> **Vorgegebener Text**:

* * *

Auch durch den Ausbau der Intershop-Läden und den Genex-Versandhandel, über die westliche Industrieprodukte von DDR-Bürgerinnen und -Bürgern gegen West-Valuta erworben werden konnten, versuchte das Regime, hochwertige Konsumgüter ins Land zu schaffen und Devisenbestände bei der eigenen Bevölkerung abzuschöpfen. Allerdings führte auch dies zu kontraproduktiven Effekten. Wer "West-Verwandtschaft" besaß oder sonst irgendwie an "West-Geld" herankam, war eindeutig besser gestellt als jene DDR-Bürgerinnen und -Bürger, die nicht über diese Möglichkeiten verfügten. Zur tatsächlich vorherrschenden inneren Spaltung der angeblich klassenlosen Gesellschaft in der DDR zwischen der Minderheit, die über Macht und Privilegien verfügte und der Mehrheit, die daran keinen Anteil hatte, kam somit eine weitere Teilung: Eine "Zwei-Klassen-Gesellschaft" mit und ohne westliche Devisen.

* * *

> **Aufgabenziel**: Schreiben Sie den Text über Intershop-Läden und Genex-Versandhandel in der DDR vollständig und wortgetreu ab. Die Datensätze stehen in keinem Zusammenhang mit dem Text.

> **Vorliegende Angaben**:
* * *

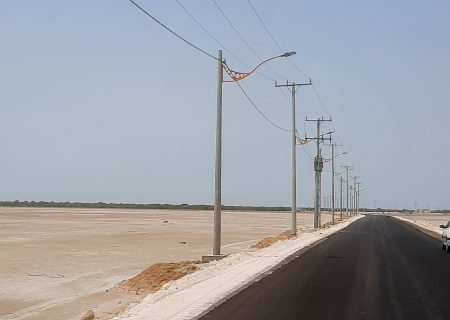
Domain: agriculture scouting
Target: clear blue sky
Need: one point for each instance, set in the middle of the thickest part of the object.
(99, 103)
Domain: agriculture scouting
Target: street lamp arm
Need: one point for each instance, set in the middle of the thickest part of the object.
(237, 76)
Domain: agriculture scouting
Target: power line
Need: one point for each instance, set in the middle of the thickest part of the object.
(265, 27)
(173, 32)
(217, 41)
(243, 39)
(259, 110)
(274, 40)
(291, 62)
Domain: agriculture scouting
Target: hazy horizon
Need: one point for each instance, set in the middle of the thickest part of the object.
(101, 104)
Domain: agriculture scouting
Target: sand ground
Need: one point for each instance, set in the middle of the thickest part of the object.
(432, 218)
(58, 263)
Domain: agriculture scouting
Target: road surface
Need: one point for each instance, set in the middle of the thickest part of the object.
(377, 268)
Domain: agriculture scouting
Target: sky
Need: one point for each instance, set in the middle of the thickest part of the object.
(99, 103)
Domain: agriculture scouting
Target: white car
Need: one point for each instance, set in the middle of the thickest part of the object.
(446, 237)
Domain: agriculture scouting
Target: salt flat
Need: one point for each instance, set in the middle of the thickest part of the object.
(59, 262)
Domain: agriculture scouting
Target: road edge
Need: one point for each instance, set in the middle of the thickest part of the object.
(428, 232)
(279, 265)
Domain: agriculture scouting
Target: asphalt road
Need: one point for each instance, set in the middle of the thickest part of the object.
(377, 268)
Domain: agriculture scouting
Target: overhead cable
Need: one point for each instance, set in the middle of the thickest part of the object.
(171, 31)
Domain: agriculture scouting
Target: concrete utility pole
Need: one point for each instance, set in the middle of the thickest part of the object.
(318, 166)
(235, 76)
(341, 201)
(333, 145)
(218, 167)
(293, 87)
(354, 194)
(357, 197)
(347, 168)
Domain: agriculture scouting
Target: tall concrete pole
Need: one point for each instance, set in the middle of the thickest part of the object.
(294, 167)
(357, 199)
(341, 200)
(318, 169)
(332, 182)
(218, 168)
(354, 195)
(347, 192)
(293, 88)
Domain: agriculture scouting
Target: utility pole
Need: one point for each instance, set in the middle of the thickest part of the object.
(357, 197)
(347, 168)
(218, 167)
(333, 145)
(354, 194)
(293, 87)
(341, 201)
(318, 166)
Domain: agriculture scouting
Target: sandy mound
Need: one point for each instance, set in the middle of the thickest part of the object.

* * *

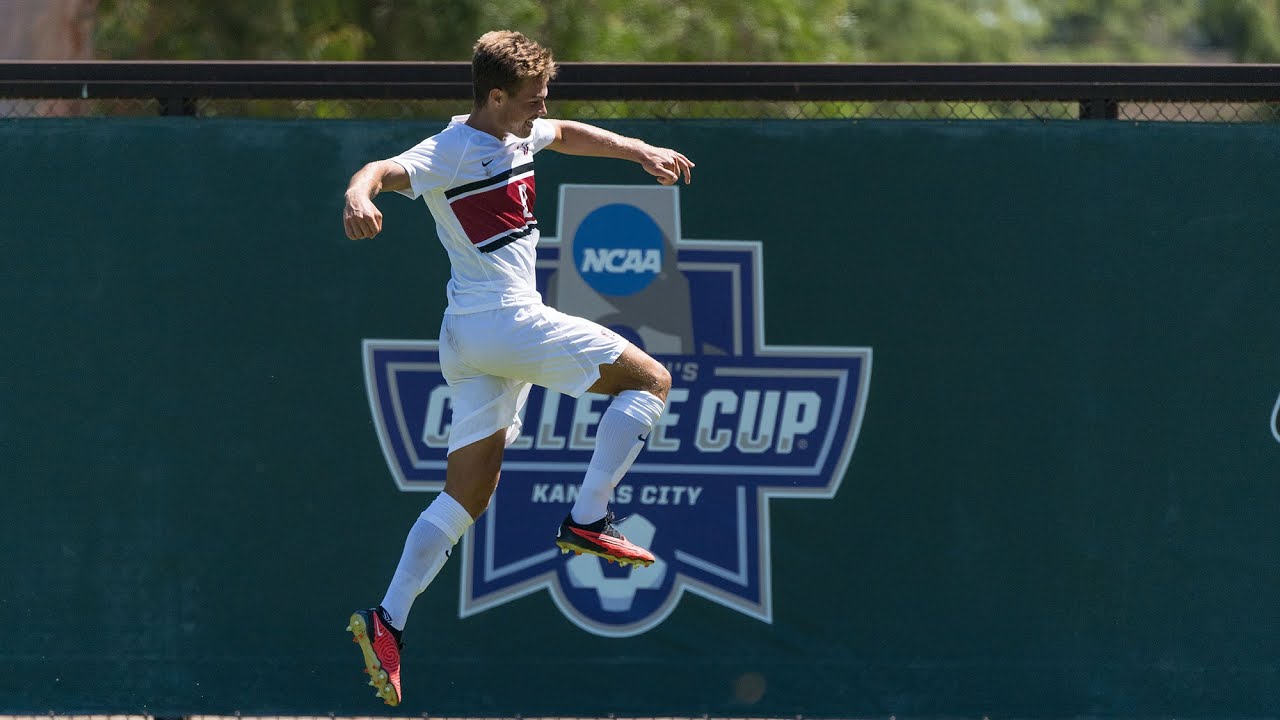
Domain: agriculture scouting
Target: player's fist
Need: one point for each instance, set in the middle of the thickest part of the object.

* * *

> **Antwort**:
Auch durch den Ausbau der Intershop-Läden und den Genex-Versandhandel, über die westliche Industrieprodukte von DDR-Bürgerinnen und -Bürgern gegen West-Valuta erworben werden konnten, versuchte das Regime, hochwertige Konsumgüter ins Land zu schaffen und Devisenbestände bei der eigenen Bevölkerung abzuschöpfen. Allerdings führte auch dies zu kontraproduktiven Effekten. Wer "West-Verwandtschaft" besaß oder sonst irgendwie an "West-Geld" herankam, war eindeutig besser gestellt als jene DDR-Bürgerinnen und -Bürger, die nicht über diese Möglichkeiten verfügten. Zur tatsächlich vorherrschenden inneren Spaltung der angeblich klassenlosen Gesellschaft in der DDR zwischen der Minderheit, die über Macht und Privilegien verfügte und der Mehrheit, die daran keinen Anteil hatte, kam somit eine weitere Teilung: Eine "Zwei-Klassen-Gesellschaft" mit und ohne westliche Devisen.